Your goal
Find every line in the records below that contains the word "mirror" and copy each one out.

--- begin Extracted information ---

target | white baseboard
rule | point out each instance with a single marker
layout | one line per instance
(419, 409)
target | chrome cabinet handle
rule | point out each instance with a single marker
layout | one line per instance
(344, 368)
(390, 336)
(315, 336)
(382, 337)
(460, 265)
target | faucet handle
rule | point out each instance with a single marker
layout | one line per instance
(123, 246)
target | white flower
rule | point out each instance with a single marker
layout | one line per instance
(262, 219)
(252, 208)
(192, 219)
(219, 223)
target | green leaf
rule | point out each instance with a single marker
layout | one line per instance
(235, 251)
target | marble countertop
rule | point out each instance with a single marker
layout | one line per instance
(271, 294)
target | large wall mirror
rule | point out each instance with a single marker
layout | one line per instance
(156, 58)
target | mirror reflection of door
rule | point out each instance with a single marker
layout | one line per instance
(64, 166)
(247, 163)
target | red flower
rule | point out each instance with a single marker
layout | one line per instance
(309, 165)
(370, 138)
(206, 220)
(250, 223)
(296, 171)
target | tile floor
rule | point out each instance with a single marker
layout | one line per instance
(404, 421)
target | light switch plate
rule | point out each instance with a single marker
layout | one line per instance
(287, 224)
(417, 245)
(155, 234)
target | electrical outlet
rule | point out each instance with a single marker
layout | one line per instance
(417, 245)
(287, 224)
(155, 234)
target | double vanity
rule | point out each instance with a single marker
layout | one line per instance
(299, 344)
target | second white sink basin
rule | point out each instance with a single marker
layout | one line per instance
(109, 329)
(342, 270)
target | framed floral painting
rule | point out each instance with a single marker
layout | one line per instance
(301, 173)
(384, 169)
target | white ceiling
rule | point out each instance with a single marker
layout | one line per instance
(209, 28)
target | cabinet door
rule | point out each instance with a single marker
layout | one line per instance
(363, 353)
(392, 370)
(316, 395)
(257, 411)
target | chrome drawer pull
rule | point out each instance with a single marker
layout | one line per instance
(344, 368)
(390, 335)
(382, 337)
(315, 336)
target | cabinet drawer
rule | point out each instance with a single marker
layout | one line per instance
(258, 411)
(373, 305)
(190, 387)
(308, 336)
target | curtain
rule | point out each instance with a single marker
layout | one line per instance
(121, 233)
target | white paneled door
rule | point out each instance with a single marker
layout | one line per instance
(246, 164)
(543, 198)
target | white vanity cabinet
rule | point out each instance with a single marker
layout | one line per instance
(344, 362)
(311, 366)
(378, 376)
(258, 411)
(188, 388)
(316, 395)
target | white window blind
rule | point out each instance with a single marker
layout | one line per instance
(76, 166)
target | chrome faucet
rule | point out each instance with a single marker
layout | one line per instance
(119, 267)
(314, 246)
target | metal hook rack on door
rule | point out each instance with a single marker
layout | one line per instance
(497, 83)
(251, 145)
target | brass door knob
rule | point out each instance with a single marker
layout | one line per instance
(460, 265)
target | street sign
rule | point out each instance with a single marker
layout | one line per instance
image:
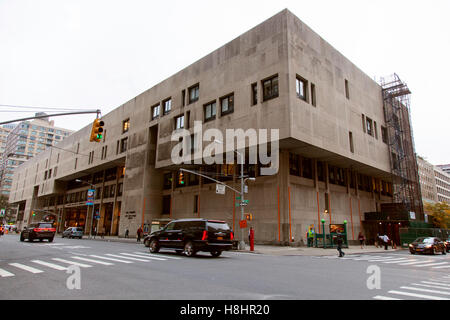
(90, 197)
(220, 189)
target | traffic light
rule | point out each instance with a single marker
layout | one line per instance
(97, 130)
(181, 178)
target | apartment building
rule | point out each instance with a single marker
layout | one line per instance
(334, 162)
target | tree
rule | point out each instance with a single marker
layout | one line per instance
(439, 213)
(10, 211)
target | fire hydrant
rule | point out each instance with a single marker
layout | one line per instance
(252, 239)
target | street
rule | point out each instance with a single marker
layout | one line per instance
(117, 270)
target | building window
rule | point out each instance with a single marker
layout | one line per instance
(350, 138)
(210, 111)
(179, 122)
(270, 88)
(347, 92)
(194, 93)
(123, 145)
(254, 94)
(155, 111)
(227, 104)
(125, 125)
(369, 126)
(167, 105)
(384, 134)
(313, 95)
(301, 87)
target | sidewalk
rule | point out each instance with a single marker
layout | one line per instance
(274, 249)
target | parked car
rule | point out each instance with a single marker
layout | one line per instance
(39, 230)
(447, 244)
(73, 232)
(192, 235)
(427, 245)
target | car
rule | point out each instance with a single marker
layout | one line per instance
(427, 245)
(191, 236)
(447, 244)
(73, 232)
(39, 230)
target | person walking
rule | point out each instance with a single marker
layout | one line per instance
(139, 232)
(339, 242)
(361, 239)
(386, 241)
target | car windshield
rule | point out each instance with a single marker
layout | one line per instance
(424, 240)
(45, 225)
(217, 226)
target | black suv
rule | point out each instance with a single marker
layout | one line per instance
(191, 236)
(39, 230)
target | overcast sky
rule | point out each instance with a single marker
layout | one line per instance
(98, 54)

--- end Extracted information ---
--- begin Extracted information ---

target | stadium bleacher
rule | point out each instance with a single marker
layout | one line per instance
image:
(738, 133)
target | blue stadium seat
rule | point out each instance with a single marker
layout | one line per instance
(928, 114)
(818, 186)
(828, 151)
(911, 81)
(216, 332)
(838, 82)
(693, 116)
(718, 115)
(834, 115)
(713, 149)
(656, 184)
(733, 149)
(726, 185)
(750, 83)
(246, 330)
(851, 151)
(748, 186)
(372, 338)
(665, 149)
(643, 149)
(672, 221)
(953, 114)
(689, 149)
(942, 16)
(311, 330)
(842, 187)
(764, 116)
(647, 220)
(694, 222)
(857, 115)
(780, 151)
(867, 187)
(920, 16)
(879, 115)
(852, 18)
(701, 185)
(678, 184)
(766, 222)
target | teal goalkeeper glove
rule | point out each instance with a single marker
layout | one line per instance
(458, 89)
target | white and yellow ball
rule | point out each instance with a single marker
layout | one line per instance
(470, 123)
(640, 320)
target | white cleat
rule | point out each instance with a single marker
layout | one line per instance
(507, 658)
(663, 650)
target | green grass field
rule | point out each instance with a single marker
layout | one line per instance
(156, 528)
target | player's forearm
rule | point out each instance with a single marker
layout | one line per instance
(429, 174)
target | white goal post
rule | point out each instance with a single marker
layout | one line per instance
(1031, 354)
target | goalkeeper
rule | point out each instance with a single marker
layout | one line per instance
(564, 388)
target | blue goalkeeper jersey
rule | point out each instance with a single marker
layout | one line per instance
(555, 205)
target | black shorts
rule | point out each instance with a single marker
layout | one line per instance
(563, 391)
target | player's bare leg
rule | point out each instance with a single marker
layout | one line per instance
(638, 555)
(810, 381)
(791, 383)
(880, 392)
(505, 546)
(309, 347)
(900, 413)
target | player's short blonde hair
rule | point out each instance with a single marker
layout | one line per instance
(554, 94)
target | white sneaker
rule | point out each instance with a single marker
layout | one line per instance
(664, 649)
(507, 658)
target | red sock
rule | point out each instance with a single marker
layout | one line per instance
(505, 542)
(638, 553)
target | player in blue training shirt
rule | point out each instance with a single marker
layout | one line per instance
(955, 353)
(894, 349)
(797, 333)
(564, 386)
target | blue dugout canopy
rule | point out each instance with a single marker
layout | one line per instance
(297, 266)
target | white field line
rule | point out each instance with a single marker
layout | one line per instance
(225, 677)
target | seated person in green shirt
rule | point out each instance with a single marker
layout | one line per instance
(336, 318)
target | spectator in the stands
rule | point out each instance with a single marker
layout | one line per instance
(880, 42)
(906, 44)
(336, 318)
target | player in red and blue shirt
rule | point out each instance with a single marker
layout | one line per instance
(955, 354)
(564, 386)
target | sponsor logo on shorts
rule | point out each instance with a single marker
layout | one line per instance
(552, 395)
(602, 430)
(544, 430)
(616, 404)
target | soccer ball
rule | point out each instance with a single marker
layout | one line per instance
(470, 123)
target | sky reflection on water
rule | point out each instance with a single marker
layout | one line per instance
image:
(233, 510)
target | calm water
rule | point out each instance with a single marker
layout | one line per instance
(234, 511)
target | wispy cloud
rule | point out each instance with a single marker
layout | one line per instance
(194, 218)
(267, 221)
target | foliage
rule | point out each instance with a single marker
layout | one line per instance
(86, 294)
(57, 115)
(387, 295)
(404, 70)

--- end Extracted information ---
--- begin Extracted information ---

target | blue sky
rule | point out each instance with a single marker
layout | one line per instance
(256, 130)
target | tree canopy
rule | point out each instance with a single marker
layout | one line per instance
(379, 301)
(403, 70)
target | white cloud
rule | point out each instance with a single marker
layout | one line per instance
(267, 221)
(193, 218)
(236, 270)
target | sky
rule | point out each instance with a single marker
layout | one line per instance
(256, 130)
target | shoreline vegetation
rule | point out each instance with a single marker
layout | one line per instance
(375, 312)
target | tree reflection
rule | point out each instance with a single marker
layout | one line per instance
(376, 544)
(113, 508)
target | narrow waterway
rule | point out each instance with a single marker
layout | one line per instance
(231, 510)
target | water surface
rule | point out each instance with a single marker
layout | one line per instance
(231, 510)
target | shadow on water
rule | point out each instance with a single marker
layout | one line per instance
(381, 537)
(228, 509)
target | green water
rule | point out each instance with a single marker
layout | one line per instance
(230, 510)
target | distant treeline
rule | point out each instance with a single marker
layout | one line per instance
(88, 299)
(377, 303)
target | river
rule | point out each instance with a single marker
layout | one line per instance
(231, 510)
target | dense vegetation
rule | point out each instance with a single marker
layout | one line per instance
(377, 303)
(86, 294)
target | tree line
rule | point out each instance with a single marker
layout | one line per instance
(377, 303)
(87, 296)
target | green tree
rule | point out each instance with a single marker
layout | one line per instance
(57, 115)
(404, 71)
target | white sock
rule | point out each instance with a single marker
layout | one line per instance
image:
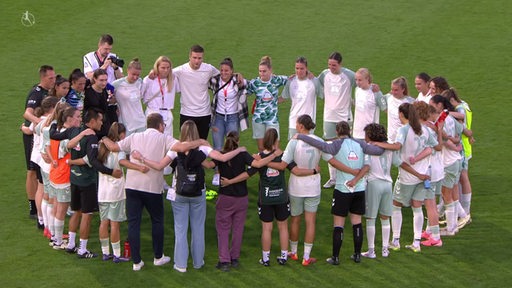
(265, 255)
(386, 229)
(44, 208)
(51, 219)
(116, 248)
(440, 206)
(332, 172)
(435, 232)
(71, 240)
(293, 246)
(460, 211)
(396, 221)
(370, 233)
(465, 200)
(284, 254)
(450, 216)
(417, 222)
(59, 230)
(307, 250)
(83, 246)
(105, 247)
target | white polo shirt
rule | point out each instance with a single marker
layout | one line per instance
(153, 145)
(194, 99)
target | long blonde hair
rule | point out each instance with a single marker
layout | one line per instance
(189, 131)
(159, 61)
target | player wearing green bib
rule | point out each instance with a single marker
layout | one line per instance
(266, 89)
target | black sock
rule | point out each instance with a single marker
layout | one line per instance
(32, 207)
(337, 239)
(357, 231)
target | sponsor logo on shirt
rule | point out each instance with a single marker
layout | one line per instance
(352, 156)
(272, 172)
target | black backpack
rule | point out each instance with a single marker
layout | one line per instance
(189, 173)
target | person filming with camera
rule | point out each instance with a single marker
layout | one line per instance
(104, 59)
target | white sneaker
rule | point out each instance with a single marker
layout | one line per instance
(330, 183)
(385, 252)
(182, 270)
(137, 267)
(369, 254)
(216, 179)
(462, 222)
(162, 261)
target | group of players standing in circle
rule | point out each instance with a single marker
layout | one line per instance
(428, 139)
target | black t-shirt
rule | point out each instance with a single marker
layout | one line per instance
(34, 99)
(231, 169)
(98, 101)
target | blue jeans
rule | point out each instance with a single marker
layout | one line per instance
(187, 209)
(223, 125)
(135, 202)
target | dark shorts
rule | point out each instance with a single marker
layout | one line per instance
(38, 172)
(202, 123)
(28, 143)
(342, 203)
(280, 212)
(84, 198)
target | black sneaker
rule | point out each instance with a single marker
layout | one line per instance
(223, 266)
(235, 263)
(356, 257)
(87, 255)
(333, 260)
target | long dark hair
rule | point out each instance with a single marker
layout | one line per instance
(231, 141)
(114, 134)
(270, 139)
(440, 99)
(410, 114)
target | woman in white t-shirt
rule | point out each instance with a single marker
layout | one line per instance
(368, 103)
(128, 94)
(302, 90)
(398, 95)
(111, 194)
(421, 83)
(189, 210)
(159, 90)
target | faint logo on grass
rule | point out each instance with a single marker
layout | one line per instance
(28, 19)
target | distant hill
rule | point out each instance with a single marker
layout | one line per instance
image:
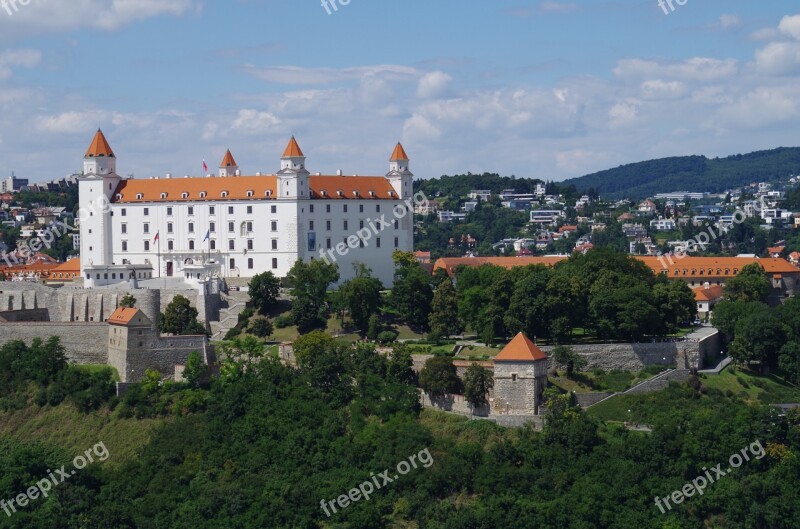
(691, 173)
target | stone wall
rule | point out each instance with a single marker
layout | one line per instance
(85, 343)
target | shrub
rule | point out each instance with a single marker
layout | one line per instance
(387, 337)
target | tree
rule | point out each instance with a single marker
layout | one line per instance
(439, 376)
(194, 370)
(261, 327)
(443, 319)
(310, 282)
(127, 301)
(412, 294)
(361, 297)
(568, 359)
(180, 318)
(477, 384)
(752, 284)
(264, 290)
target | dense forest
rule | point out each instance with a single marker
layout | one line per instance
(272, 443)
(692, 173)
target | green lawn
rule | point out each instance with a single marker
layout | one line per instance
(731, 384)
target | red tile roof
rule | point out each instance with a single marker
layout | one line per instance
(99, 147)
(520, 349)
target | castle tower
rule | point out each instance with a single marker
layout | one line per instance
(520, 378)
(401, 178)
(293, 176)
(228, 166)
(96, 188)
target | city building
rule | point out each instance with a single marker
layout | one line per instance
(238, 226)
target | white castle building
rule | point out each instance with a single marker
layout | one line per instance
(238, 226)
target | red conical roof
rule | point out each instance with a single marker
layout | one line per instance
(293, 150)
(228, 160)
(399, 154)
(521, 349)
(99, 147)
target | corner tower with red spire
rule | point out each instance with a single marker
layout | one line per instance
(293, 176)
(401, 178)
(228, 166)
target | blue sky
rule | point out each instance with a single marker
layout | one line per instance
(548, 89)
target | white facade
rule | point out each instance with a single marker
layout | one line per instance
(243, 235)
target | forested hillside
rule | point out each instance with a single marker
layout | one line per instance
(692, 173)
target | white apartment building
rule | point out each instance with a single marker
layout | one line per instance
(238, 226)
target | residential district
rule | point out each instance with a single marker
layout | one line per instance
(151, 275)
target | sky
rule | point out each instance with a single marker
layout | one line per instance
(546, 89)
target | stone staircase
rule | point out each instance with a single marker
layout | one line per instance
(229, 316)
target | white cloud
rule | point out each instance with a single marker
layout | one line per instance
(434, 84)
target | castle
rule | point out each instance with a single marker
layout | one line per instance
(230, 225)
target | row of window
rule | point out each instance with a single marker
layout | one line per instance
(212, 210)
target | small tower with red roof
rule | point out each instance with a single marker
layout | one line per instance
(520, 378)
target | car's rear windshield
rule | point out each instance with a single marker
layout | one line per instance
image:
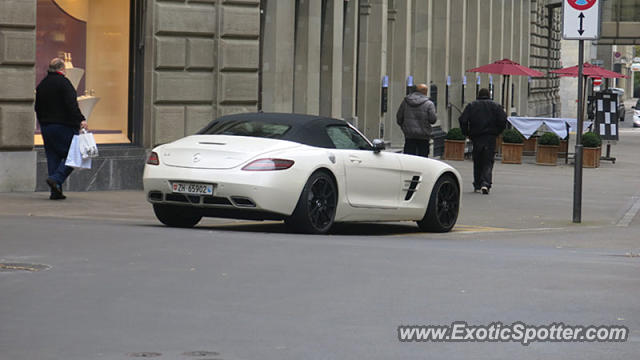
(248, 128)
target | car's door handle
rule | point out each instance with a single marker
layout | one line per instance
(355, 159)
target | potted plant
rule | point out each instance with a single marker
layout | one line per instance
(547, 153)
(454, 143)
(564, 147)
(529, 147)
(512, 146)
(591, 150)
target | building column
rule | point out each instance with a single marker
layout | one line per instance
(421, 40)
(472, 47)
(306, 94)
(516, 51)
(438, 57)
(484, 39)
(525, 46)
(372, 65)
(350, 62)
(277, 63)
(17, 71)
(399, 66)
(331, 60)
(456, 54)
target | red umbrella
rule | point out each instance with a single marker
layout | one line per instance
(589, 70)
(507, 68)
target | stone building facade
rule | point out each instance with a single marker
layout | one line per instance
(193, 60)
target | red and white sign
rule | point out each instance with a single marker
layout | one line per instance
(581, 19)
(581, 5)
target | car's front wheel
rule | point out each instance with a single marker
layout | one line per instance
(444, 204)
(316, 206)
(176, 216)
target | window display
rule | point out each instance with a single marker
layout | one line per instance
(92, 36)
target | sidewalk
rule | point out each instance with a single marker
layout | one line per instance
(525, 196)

--- end Extracted information ---

Answer to this exercise
target | large wall mirror
target | mirror reflection of door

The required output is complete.